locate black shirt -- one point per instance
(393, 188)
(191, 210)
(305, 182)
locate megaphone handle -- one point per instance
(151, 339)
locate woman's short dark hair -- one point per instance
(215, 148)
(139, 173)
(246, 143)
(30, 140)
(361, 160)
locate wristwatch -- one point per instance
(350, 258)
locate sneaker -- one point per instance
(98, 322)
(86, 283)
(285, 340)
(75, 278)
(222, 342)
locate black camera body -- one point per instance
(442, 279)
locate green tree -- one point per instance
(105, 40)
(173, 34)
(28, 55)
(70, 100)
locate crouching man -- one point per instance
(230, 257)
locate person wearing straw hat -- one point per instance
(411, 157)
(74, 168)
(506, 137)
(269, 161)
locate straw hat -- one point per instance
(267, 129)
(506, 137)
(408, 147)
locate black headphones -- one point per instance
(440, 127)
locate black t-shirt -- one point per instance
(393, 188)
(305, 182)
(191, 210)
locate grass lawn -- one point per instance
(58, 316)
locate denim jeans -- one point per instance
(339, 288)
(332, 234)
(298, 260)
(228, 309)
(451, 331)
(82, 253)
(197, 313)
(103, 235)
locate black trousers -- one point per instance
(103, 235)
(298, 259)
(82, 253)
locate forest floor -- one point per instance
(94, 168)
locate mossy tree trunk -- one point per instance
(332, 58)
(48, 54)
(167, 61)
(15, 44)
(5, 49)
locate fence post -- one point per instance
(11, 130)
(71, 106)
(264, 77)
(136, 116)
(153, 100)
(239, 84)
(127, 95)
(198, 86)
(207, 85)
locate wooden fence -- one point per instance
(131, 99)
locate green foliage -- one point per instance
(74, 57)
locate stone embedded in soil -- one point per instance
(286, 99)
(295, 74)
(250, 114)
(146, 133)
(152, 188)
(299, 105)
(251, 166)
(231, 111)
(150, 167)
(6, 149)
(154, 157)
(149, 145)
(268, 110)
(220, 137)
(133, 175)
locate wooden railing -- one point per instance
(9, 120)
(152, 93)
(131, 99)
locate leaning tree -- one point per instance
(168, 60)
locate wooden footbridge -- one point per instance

☆ ☆ ☆ ☆ ☆

Output every entry shown above, exactly.

locate black shirt -- one point per instance
(393, 188)
(191, 210)
(305, 182)
locate megaphone handle -- one point per instance
(151, 339)
locate woman's short dark hair -- one point per instance
(215, 148)
(139, 173)
(246, 143)
(30, 140)
(361, 160)
locate wristwatch -- one point per instance
(350, 258)
locate sneaker -- one point per instance
(98, 322)
(86, 283)
(285, 340)
(75, 278)
(222, 342)
locate black camera body -- one point per instance
(442, 279)
locate green tree -- one point per instance
(105, 40)
(173, 34)
(28, 55)
(70, 100)
locate crouching man -- one point per instance
(230, 257)
locate person wearing straw hat -- one point per instance
(411, 157)
(74, 168)
(506, 137)
(269, 161)
locate straw hat -- one point per instance
(267, 129)
(506, 137)
(408, 147)
locate black headphones -- one point per instance
(440, 127)
locate black t-shirt -- one point per instance
(393, 188)
(305, 182)
(191, 210)
locate grass lawn -- one point per instance
(58, 316)
locate denim jeans -- one point per instance
(339, 288)
(332, 234)
(298, 260)
(228, 309)
(451, 331)
(82, 253)
(197, 313)
(103, 235)
locate black trousers -- one point per instance
(103, 235)
(298, 259)
(82, 253)
locate forest floor -- one point per instance
(94, 168)
locate mossy tree trunk -- one point per instance
(332, 58)
(48, 54)
(167, 61)
(15, 44)
(5, 49)
locate fence post -- one point per instance
(11, 130)
(71, 106)
(264, 77)
(136, 116)
(153, 100)
(239, 84)
(127, 95)
(198, 86)
(207, 85)
locate wooden fence -- one point per instance
(131, 99)
locate green foliage -- one point per instance
(74, 57)
locate stone embedded in soil -- one point per instance
(286, 99)
(295, 74)
(250, 114)
(146, 133)
(152, 188)
(299, 105)
(251, 166)
(231, 111)
(150, 167)
(6, 149)
(154, 157)
(149, 145)
(268, 110)
(220, 137)
(133, 175)
locate wooden railing -- one point per instance
(9, 120)
(152, 93)
(131, 99)
locate leaning tree -- one point per instance
(168, 60)
locate wooden footbridge -- one point per instance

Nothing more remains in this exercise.